Identify every line in the data below that contains the word "blue", and copy each such line in full.

((

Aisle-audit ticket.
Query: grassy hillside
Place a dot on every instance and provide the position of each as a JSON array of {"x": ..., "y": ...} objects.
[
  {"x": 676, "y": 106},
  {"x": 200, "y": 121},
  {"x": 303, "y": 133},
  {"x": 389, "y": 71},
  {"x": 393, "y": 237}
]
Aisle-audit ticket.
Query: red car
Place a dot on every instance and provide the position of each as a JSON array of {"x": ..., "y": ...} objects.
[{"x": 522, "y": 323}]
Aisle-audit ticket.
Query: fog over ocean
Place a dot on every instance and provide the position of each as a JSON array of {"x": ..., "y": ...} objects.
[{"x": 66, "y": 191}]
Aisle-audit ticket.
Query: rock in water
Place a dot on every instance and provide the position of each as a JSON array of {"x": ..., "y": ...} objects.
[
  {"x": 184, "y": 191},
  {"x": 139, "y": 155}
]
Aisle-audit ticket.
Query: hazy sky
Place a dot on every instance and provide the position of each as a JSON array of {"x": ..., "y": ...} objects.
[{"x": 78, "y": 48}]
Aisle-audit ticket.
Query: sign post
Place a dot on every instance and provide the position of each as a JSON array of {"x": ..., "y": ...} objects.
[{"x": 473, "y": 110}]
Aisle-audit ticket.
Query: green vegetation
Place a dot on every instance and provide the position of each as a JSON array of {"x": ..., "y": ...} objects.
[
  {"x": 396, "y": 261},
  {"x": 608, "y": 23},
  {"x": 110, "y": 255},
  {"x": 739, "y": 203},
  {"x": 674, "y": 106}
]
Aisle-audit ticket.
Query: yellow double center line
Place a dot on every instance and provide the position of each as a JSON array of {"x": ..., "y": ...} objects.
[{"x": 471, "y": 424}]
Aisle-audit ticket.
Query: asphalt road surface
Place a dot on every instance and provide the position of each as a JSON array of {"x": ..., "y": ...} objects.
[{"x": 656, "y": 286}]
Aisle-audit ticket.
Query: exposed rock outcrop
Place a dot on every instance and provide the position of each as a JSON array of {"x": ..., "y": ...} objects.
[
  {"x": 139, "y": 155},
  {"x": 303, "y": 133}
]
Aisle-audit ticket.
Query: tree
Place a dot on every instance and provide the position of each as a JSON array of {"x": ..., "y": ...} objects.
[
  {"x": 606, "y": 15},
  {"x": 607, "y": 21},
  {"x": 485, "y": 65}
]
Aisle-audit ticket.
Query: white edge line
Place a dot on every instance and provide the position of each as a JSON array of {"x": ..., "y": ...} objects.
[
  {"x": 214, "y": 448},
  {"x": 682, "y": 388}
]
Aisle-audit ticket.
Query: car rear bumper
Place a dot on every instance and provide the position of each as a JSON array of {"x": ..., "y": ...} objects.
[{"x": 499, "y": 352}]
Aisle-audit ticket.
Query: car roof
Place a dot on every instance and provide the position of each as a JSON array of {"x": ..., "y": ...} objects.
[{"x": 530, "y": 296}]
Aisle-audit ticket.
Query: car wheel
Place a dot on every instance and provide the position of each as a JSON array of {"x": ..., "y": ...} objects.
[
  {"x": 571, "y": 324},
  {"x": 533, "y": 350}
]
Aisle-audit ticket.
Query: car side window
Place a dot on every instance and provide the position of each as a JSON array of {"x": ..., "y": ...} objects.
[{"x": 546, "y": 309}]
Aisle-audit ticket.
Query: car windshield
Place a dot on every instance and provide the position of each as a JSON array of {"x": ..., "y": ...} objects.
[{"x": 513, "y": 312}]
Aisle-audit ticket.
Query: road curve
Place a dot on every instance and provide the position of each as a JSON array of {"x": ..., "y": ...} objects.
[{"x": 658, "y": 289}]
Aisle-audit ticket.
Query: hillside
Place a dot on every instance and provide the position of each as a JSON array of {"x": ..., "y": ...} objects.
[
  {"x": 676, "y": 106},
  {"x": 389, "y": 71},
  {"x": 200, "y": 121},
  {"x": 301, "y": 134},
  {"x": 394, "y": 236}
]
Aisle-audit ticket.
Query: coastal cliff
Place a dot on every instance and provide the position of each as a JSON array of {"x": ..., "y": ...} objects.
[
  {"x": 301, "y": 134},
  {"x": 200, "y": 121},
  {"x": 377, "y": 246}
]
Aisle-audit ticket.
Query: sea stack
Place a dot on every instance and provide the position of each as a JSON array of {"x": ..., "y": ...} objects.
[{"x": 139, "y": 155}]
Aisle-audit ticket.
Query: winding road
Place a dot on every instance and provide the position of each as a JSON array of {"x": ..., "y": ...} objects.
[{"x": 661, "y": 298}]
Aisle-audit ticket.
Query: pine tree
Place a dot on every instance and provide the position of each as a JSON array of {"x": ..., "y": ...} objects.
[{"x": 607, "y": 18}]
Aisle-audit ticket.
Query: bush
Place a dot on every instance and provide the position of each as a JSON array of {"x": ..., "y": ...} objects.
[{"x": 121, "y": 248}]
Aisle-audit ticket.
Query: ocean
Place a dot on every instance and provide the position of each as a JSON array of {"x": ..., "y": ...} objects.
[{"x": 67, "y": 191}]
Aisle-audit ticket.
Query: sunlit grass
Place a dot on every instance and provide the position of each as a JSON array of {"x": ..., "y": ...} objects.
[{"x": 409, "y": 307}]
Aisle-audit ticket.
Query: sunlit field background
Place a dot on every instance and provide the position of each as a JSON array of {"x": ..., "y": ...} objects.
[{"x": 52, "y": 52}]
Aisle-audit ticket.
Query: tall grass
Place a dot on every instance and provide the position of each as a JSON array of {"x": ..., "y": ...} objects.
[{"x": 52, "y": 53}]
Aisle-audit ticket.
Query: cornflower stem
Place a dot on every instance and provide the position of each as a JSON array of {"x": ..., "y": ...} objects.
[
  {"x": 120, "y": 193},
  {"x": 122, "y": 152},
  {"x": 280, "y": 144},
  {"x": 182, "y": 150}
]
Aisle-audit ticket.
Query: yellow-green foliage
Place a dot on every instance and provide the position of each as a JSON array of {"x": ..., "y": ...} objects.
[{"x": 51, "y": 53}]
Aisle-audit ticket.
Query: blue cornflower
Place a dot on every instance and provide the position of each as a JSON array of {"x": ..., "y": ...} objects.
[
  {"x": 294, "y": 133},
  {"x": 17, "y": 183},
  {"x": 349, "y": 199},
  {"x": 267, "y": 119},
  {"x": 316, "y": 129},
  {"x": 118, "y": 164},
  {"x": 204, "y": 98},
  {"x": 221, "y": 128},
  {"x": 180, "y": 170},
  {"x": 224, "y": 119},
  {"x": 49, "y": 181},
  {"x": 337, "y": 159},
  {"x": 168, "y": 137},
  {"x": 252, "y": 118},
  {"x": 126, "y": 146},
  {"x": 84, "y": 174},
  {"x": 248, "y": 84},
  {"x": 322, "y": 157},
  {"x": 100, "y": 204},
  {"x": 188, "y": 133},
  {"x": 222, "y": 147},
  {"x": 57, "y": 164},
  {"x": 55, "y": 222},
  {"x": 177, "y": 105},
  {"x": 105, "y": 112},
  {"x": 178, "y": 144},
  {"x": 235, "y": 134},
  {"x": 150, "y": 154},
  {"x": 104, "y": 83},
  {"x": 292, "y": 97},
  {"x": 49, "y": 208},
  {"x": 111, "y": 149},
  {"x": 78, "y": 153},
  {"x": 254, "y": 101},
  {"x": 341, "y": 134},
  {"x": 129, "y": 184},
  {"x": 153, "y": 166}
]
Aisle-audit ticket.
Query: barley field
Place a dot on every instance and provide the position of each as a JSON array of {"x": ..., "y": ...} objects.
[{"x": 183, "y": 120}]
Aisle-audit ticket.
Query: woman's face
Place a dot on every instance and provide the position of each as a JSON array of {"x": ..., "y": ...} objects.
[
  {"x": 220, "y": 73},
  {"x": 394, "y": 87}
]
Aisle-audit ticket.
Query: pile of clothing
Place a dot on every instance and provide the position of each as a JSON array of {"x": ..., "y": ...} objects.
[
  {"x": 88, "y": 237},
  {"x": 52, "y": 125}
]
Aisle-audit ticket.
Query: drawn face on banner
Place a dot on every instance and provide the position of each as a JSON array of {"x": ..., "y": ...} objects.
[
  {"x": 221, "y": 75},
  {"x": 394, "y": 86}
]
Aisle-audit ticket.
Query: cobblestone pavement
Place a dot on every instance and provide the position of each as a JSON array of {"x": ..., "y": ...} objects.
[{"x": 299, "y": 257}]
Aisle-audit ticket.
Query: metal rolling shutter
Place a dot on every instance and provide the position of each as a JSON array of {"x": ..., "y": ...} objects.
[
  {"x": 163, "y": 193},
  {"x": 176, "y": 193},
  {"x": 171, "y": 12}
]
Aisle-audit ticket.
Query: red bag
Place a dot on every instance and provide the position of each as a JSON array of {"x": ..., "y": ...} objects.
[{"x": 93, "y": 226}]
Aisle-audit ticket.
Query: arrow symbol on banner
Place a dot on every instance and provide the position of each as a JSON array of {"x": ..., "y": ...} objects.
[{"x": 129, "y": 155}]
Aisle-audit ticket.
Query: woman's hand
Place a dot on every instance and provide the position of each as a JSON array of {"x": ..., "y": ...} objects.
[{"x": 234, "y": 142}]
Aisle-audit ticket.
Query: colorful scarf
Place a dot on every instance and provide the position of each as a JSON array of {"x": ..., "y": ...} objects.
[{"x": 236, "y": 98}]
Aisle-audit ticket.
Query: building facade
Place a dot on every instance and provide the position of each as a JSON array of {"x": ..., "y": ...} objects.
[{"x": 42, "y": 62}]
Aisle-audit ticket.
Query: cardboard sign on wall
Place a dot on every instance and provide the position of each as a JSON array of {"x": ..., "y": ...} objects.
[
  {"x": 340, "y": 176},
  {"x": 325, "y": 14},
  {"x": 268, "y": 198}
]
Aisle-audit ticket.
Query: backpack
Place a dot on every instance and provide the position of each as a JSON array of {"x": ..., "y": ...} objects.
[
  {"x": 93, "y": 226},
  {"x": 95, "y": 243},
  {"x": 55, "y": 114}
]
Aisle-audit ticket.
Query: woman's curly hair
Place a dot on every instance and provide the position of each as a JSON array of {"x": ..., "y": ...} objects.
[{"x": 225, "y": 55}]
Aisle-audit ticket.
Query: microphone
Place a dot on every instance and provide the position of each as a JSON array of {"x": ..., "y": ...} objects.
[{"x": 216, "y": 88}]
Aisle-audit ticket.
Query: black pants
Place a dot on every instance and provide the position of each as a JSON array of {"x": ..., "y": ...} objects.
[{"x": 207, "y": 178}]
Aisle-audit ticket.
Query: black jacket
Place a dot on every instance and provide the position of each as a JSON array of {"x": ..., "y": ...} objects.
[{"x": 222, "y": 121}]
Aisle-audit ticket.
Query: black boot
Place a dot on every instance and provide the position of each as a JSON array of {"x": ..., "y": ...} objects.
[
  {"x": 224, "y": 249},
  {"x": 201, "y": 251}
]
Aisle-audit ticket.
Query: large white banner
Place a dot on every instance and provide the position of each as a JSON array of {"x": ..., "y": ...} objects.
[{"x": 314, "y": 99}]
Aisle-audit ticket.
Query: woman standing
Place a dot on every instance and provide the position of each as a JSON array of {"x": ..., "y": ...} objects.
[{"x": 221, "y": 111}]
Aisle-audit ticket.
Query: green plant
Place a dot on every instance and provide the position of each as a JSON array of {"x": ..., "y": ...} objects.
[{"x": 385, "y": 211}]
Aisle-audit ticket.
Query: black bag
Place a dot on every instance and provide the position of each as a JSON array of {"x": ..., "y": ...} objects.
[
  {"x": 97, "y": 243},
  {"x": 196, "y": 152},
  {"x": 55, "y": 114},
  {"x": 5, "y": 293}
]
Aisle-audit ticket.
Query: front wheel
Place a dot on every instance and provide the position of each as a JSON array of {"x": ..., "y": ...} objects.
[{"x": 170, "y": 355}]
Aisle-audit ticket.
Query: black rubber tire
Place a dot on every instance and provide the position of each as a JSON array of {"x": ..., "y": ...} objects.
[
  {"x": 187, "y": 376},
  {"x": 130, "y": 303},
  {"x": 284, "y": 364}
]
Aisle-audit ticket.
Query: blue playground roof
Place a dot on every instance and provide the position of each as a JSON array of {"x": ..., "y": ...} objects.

))

◆ **IN RESPONSE**:
Query: blue cornflower
Query: blue playground roof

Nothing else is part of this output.